### [TASK ITEM]
Pull every line holding the word "pointer" from the data below and copy it.

### [Data records]

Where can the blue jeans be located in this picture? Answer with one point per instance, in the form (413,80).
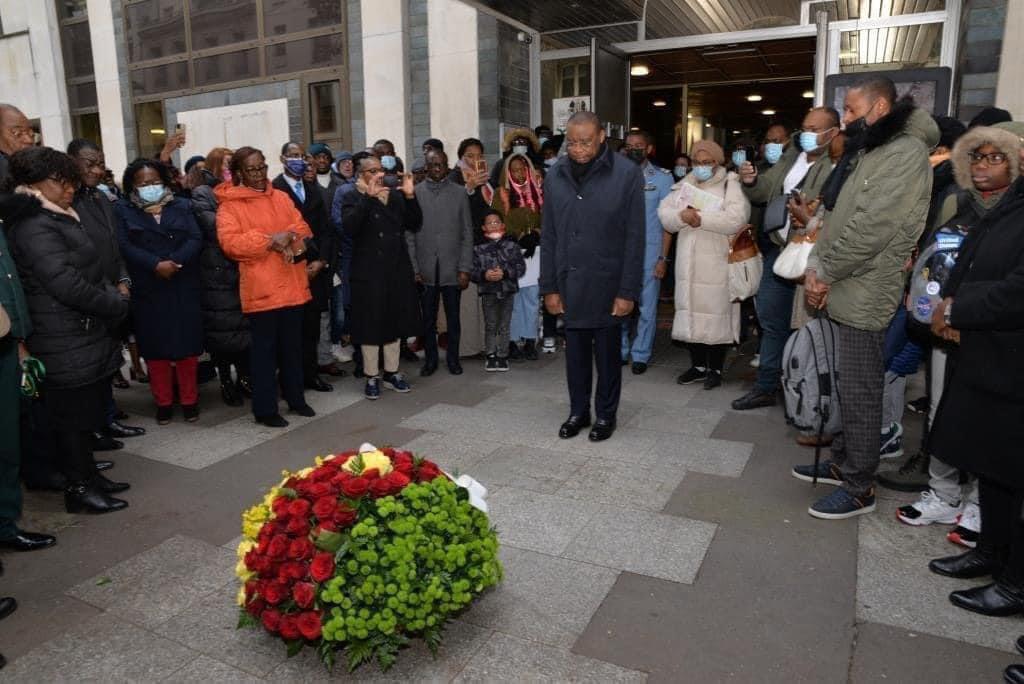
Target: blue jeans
(774,306)
(646,324)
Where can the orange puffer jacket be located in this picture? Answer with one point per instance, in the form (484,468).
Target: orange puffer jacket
(246,219)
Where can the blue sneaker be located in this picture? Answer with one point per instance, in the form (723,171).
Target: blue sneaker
(395,382)
(373,390)
(841,504)
(828,473)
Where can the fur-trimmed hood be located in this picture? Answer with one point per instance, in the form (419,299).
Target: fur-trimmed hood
(1004,140)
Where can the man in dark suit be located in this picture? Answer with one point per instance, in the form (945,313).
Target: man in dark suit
(308,198)
(592,249)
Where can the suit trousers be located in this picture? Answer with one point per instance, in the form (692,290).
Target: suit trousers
(585,348)
(276,345)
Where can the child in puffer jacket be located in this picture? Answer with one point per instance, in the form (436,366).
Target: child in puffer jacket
(498,265)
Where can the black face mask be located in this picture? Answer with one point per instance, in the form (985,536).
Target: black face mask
(638,155)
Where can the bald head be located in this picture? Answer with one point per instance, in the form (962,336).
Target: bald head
(15,132)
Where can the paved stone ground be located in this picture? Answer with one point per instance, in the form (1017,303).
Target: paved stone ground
(678,551)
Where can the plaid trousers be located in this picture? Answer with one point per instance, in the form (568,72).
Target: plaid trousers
(860,380)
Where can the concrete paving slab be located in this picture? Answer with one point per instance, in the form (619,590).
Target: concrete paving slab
(160,583)
(505,658)
(542,598)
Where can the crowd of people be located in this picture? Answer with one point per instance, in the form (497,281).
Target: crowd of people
(350,259)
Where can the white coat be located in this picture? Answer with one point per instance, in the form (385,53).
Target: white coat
(705,312)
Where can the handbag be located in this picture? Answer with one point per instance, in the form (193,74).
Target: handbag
(745,265)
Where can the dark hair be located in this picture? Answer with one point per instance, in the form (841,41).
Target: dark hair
(128,181)
(240,156)
(467,143)
(35,164)
(876,86)
(78,144)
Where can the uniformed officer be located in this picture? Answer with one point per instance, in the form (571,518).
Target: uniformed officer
(656,185)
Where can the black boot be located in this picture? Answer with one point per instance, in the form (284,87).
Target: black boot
(87,498)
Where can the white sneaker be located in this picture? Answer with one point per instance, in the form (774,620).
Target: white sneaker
(340,353)
(927,510)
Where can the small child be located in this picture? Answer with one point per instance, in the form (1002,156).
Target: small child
(498,265)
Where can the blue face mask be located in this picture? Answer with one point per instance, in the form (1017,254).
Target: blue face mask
(704,173)
(296,167)
(151,194)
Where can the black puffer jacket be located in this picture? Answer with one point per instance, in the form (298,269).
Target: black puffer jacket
(73,306)
(225,329)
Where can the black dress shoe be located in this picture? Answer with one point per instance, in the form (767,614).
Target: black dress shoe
(571,427)
(995,600)
(755,398)
(108,485)
(120,431)
(974,563)
(320,386)
(28,541)
(87,498)
(100,442)
(602,429)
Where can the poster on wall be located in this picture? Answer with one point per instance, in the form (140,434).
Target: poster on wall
(563,108)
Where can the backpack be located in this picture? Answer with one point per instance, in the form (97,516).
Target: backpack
(812,402)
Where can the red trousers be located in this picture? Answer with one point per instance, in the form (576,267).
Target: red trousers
(162,377)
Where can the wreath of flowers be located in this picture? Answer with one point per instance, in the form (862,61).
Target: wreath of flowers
(361,553)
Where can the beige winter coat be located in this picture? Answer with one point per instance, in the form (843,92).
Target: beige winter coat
(705,311)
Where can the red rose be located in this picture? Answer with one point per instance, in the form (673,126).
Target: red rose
(299,508)
(300,549)
(322,568)
(297,527)
(303,593)
(270,620)
(325,507)
(289,628)
(355,487)
(380,487)
(309,625)
(278,547)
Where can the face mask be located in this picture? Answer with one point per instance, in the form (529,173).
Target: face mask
(151,194)
(296,167)
(638,155)
(704,173)
(773,152)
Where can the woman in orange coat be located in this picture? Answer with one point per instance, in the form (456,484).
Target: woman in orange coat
(259,227)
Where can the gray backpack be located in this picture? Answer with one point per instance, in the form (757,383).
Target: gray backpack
(812,403)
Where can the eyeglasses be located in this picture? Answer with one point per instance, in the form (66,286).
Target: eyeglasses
(993,158)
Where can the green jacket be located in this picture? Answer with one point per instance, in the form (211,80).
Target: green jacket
(877,219)
(11,295)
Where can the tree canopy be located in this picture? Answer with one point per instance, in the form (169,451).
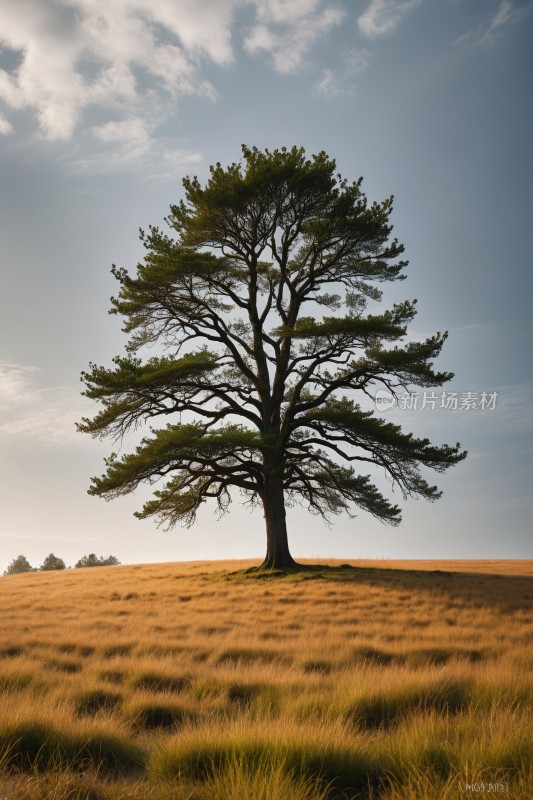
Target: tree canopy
(92,560)
(52,562)
(18,565)
(262,302)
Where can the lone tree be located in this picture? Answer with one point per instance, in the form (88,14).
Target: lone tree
(18,565)
(92,560)
(52,562)
(259,307)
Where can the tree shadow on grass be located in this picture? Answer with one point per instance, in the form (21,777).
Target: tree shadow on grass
(479,589)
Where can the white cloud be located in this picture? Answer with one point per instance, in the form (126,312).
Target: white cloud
(382,17)
(289,46)
(128,61)
(5,126)
(492,29)
(341,83)
(44,414)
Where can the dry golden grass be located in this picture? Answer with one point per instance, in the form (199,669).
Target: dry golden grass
(379,680)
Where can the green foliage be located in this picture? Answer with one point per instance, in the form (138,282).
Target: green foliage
(52,562)
(266,382)
(92,560)
(19,564)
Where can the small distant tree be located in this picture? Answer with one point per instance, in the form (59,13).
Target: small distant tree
(52,562)
(92,560)
(19,564)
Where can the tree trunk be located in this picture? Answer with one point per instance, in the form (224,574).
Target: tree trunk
(278,555)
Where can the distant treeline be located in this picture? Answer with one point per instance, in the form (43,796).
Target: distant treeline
(21,563)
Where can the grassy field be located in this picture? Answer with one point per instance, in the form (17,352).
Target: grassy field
(377,680)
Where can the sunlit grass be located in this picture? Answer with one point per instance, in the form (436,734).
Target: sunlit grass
(385,681)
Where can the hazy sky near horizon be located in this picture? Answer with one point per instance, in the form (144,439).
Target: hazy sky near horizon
(105,106)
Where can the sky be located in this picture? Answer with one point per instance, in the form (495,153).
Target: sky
(106,106)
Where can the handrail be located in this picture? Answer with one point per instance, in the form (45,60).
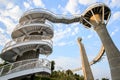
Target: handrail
(17,66)
(53,17)
(31,22)
(12,43)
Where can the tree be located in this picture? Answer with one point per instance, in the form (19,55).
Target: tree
(105,79)
(52,65)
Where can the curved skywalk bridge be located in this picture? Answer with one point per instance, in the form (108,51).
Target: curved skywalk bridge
(29,24)
(25,67)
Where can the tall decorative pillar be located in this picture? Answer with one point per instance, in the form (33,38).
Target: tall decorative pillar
(85,63)
(97,16)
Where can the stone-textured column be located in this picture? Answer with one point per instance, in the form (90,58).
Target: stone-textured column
(85,63)
(112,52)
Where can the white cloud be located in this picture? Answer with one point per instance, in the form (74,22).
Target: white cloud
(9,5)
(1,30)
(114,32)
(115,3)
(38,3)
(116,15)
(86,2)
(3,39)
(26,4)
(89,36)
(61,33)
(72,6)
(14,12)
(8,23)
(76,30)
(9,16)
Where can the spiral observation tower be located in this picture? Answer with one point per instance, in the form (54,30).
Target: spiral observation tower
(31,37)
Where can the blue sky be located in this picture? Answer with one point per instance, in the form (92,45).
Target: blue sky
(65,48)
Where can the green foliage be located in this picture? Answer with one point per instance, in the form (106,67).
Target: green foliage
(105,79)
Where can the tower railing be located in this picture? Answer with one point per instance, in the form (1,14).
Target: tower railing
(24,65)
(32,22)
(12,43)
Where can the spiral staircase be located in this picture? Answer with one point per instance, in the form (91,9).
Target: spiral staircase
(30,38)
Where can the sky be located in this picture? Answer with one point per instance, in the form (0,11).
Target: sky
(66,53)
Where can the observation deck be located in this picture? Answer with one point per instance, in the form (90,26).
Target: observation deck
(33,27)
(96,13)
(14,49)
(25,67)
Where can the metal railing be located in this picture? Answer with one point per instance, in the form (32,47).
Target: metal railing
(24,65)
(33,22)
(48,15)
(12,43)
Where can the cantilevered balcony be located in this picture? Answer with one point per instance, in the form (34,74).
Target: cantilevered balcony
(14,49)
(25,67)
(33,27)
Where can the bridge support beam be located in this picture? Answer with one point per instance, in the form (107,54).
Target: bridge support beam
(85,63)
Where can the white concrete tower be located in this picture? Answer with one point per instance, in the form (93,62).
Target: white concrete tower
(31,37)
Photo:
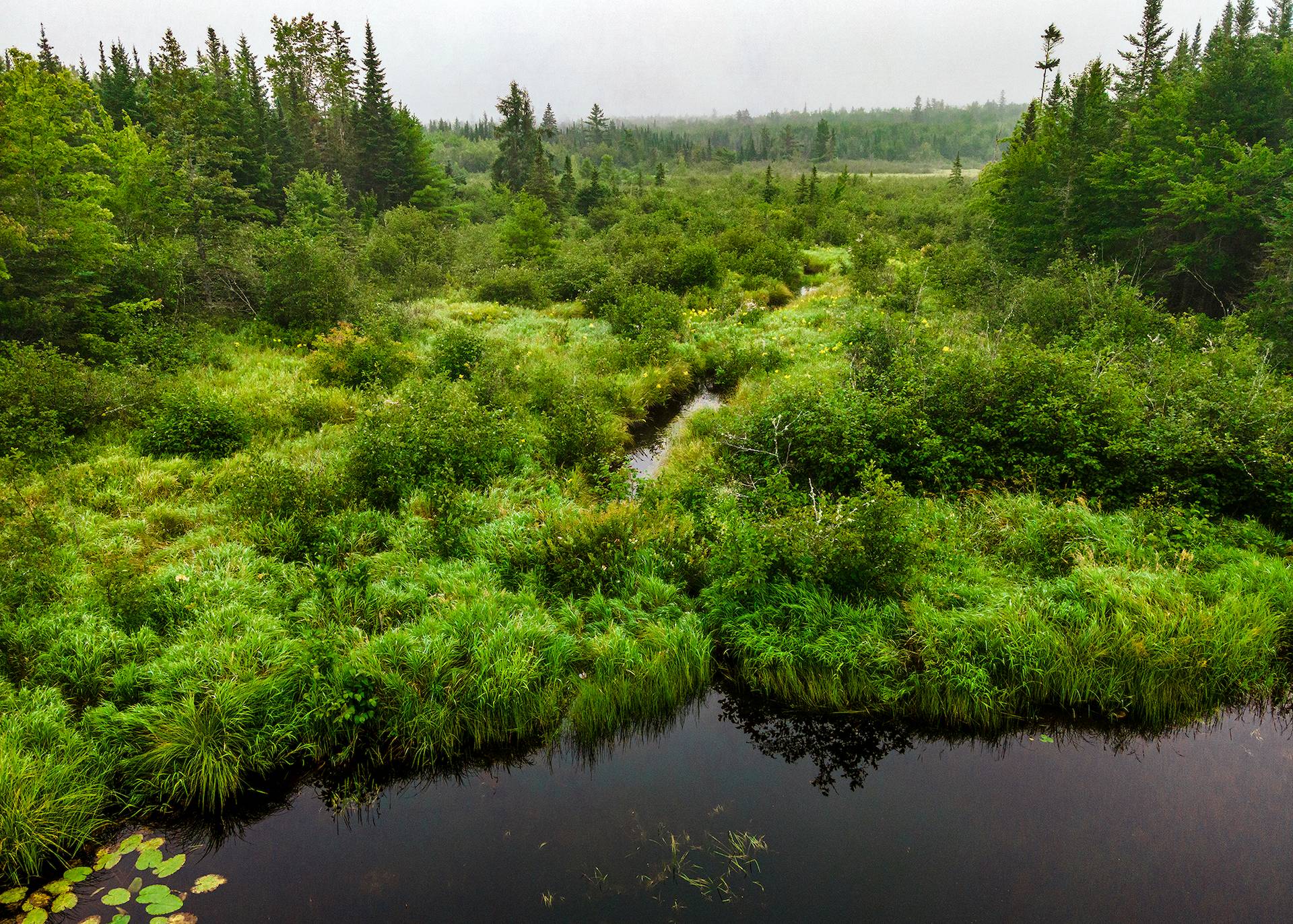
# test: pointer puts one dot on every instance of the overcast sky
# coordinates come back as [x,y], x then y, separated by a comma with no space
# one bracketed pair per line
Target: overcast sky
[649,57]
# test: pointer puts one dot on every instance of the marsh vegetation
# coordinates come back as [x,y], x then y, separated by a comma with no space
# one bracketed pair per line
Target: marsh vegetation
[317,442]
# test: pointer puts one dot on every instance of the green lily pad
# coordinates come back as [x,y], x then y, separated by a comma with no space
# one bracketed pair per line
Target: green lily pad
[209,883]
[64,902]
[166,905]
[117,897]
[166,867]
[152,893]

### [RESULT FOR THIS EXERCISE]
# test: pointer puts one dot on every instance of the overcast sky
# test: pointer puts one dot on every instance of the marsh vegetation
# test: pointer puts one dot on every instance of the green lily pad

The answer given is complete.